_UITGEHAALDE TEKST_

Parketnummer: 24-001487-10
Parketnummers eerste aanleg: 18-640258-10 en 18-640455-10
Parketnummers TUL: 18-640913-07 en 18-640111-09
Arrest van 11 februari 2011 van het gerechtshof te Leeuwarden, meervoudige strafkamer, op het hoger beroep tegen het vonnis van de kinderrechter in de rechtbank Groningen van 4 juni 2010 in de oorspronkelijk onder de parketnummers 18-640258-10 (A) en 18-640455-10 (B) afzonderlijk aangebrachte, maar ter terechtzitting in eerste aanleg gevoegde strafzaken, hierna te noemen respectievelijk zaak A en zaak B, tegen:
[verdachte],
geboren op [1994] te [geboorteplaats],
wonende te [woonplaats], [adres],
verschenen in persoon, bijgestaan door zijn raadsman mr. R. Skala, advocaat te Haren (Gr).
Het vonnis waartegen het beroep is gericht
De kinderrechter in de rechtbank Groningen heeft de verdachte bij het vonnis, in de gevoegde zaken, voor zover aan hoger beroep onderworpen, wegens misdrijven veroordeeld tot een straf, heeft beslist op een vordering van de benadeelde partij en daarbij een maatregel opgelegd en heeft op vorderingen tot tenuitvoerlegging beslist, zoals in dat vonnis is omschreven.
Gebruik van het rechtsmiddel
De verdachte is op de voorgeschreven wijze en tijdig in hoger beroep gekomen.
Het onderzoek ter terechtzitting in hoger beroep
Dit arrest is gewezen naar aanleiding van het onderzoek op de terechtzitting in hoger beroep, alsmede het onderzoek op de terechtzitting in eerste aanleg.
Omvang van het hoger beroep
Blijkens de akte rechtsmiddel is het hoger beroep beperkt tot zaak A.
De vordering van de advocaat-generaal
De advocaat-generaal heeft gevorderd dat het hof de verdachte ter zake het in zaak A ten laste gelegde zal veroordelen tot een werkstraf voor de duur van 40 uren subsidiair 20 dagen vervangende jeugddetentie waarvan 20 uren subsidiair 10 dagen voorwaardelijk met een proeftijd van 2 jaren.

_DOEL 1_
Tot welke zaak is het hoger beroep volgens het arrest beperkt?

_Items uit de verzameling_
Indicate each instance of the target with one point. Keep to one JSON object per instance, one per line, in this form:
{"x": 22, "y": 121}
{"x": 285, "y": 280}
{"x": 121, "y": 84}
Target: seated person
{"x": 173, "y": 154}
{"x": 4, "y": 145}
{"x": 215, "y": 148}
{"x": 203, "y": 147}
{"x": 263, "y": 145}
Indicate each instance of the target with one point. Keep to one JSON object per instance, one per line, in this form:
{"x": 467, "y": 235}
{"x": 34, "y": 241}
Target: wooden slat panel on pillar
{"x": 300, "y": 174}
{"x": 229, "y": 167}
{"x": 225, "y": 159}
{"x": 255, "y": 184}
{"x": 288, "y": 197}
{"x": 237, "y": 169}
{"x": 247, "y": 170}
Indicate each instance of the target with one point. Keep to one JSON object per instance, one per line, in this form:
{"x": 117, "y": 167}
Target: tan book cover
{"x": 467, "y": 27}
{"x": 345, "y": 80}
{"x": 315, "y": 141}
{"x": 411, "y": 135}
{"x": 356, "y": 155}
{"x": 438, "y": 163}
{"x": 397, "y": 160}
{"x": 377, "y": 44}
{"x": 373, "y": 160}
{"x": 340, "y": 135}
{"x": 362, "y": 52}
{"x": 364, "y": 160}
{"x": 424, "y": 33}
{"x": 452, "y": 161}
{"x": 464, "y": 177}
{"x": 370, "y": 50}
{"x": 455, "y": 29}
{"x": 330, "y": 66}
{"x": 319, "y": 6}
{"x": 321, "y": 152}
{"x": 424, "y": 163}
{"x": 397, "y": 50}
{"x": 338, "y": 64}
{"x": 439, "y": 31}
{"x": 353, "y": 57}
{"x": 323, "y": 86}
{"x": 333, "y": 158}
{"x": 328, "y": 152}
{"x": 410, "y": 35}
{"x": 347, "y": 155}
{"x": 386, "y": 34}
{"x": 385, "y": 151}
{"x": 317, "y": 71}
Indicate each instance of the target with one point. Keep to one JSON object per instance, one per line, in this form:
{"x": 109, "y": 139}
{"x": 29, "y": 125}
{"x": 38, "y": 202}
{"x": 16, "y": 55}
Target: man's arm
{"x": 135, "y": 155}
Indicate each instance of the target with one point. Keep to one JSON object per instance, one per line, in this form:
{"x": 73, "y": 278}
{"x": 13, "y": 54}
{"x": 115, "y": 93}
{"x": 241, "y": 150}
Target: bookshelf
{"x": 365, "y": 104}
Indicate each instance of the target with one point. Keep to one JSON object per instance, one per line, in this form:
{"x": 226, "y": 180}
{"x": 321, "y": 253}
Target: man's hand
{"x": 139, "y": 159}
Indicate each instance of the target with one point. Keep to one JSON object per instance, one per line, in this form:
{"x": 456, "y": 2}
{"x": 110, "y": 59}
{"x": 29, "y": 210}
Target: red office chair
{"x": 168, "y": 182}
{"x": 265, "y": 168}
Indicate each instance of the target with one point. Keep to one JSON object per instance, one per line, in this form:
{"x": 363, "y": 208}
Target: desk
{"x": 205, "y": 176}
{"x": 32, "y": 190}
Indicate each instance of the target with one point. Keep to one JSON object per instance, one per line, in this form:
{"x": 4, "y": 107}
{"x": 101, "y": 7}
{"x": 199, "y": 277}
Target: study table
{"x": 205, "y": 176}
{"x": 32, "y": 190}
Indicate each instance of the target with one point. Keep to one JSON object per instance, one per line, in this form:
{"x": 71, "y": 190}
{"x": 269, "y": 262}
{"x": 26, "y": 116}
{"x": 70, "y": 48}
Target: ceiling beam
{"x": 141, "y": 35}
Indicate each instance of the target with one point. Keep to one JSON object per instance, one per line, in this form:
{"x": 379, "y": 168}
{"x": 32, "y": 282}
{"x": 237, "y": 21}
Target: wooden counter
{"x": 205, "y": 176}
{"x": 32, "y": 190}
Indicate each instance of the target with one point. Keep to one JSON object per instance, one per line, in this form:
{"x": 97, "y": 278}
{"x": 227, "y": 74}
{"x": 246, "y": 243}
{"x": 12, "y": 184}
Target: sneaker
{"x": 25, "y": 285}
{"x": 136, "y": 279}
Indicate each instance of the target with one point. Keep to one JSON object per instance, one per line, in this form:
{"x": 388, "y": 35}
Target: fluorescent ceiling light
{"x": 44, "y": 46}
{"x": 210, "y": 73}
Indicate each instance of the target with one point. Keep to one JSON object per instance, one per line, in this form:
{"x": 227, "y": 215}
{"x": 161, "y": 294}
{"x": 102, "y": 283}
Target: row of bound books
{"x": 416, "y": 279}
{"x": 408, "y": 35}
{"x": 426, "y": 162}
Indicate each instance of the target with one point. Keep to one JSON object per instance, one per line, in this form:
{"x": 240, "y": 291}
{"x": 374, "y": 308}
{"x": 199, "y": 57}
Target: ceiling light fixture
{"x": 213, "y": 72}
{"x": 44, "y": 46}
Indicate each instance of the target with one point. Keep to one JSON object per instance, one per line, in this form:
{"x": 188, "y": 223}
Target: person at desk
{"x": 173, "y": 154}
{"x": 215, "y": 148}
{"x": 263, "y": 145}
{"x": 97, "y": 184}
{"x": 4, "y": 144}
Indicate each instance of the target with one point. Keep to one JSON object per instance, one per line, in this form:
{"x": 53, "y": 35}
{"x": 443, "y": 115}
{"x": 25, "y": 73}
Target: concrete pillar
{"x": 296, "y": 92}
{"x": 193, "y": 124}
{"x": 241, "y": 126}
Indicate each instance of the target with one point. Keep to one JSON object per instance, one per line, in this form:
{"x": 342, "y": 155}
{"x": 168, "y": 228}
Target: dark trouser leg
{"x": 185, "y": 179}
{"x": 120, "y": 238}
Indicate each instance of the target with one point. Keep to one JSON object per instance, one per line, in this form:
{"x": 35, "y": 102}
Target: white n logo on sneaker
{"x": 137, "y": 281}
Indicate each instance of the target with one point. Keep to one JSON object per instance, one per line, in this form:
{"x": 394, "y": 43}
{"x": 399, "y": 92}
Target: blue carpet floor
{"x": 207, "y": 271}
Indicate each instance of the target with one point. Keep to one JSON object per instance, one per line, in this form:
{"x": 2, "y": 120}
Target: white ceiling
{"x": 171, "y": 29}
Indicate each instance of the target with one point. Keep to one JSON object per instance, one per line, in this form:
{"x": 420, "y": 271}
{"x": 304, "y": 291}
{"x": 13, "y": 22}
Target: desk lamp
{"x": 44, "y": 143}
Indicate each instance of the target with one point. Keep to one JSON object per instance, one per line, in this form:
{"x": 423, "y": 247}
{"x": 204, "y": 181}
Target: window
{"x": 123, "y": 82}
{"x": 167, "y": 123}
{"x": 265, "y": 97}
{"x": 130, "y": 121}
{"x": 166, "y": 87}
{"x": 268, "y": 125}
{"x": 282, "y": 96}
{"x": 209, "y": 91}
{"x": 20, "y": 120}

_DOEL 2_
Haal uit de rijen elke regel met het woord "white" en schrijf die regels over.

_JUIST ANTWOORD 1_
Tot zaak A.

_JUIST ANTWOORD 2_
Target: white n logo on sneaker
Target: white ceiling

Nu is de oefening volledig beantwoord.